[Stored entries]
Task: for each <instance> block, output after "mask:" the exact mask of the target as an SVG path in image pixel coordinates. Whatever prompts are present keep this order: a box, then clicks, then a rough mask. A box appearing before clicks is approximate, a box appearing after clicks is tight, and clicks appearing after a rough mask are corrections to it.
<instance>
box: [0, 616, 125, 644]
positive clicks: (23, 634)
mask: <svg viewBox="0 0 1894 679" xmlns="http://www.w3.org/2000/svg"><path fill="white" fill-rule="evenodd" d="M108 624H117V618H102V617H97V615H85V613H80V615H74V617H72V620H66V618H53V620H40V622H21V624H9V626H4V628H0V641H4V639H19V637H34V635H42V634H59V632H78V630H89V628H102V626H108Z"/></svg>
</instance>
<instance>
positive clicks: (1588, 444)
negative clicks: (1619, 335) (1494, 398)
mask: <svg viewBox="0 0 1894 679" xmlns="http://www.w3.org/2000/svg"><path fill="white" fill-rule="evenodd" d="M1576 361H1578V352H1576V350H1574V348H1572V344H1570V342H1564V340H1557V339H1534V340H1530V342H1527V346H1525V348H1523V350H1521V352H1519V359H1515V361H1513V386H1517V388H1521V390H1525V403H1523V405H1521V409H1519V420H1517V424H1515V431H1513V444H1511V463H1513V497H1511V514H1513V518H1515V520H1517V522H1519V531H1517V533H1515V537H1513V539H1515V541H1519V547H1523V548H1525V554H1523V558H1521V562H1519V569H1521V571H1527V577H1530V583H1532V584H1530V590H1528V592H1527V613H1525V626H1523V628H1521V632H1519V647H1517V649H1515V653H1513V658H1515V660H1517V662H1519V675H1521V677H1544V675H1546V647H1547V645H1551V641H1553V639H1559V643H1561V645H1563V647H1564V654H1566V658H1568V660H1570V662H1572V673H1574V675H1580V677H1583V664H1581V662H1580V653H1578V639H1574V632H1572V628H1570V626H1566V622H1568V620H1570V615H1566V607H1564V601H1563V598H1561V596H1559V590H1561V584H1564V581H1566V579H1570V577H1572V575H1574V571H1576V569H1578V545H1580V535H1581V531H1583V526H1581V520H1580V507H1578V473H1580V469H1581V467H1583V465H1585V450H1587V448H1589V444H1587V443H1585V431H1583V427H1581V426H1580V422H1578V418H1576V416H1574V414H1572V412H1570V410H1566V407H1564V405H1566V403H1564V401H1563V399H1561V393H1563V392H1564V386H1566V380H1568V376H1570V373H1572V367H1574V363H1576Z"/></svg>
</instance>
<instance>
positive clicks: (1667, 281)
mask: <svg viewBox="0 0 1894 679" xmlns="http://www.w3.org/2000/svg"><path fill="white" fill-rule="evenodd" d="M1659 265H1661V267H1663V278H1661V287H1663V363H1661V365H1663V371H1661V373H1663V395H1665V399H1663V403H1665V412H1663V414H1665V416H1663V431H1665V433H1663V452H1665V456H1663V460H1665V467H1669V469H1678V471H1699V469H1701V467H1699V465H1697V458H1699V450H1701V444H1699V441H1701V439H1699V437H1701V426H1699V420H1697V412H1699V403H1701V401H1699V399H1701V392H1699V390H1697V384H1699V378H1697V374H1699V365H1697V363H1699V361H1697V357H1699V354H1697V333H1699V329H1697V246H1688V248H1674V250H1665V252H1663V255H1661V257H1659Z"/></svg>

» What you will do: Quote all of the entries above word for word, keeping every line unchanged.

» Response area:
Task: for each <instance> block, output after "mask:" the exact mask of the target as an SVG path in image pixel coordinates. Whatever prompts are present keep this order: a box, then clicks, then a rough mask. A box appearing before clicks is approximate, a box appearing after clicks is tight, and clicks appearing after a rough mask are corrections to it.
<instance>
box: [0, 616, 125, 644]
positive clicks: (23, 634)
mask: <svg viewBox="0 0 1894 679" xmlns="http://www.w3.org/2000/svg"><path fill="white" fill-rule="evenodd" d="M108 624H117V618H102V617H97V615H85V613H80V615H74V617H72V620H66V618H53V620H40V622H21V624H9V626H4V628H0V641H4V639H19V637H34V635H42V634H59V632H78V630H89V628H102V626H108Z"/></svg>
</instance>
<instance>
positive clicks: (1588, 444)
negative clicks: (1619, 335) (1494, 398)
mask: <svg viewBox="0 0 1894 679" xmlns="http://www.w3.org/2000/svg"><path fill="white" fill-rule="evenodd" d="M1576 361H1578V352H1576V350H1574V348H1572V344H1570V342H1564V340H1557V339H1534V340H1530V342H1527V346H1525V348H1523V350H1521V352H1519V359H1515V361H1513V386H1517V388H1521V390H1525V403H1523V405H1521V409H1519V420H1517V424H1515V431H1513V444H1511V463H1513V497H1511V514H1513V518H1515V520H1517V522H1519V531H1517V533H1515V537H1513V539H1515V541H1519V547H1523V548H1525V554H1523V558H1521V562H1519V569H1521V571H1527V577H1530V583H1532V584H1530V590H1528V592H1527V613H1525V626H1523V628H1521V632H1519V647H1517V649H1515V653H1513V658H1515V660H1517V662H1519V675H1521V677H1544V675H1546V647H1547V645H1551V641H1553V639H1559V643H1561V645H1563V647H1564V654H1566V658H1568V660H1570V662H1572V673H1574V675H1580V677H1583V664H1581V662H1580V653H1578V639H1574V632H1572V628H1570V626H1566V622H1568V620H1570V615H1566V607H1564V601H1563V598H1561V596H1559V590H1561V584H1564V581H1566V579H1570V577H1572V575H1574V571H1576V569H1578V545H1580V535H1581V531H1583V526H1581V520H1580V507H1578V473H1580V469H1581V467H1583V465H1585V450H1587V448H1589V444H1587V443H1585V431H1583V427H1581V426H1580V422H1578V418H1576V416H1574V414H1572V412H1570V410H1566V407H1564V405H1566V403H1564V401H1563V399H1561V393H1563V392H1564V386H1566V380H1568V376H1570V373H1572V367H1574V363H1576Z"/></svg>
</instance>
<instance>
positive clicks: (1667, 281)
mask: <svg viewBox="0 0 1894 679" xmlns="http://www.w3.org/2000/svg"><path fill="white" fill-rule="evenodd" d="M1659 265H1661V267H1663V278H1661V287H1663V363H1661V365H1663V371H1661V373H1663V395H1665V399H1663V403H1665V412H1663V414H1665V416H1663V431H1665V433H1663V452H1665V456H1663V460H1665V467H1669V469H1678V471H1699V469H1701V467H1699V465H1697V458H1699V450H1701V444H1699V441H1701V439H1699V437H1701V426H1699V420H1697V412H1699V403H1701V401H1699V399H1701V392H1699V390H1697V384H1699V378H1697V374H1699V365H1697V363H1699V361H1697V357H1699V354H1697V333H1699V329H1697V246H1688V248H1674V250H1665V252H1663V255H1661V257H1659Z"/></svg>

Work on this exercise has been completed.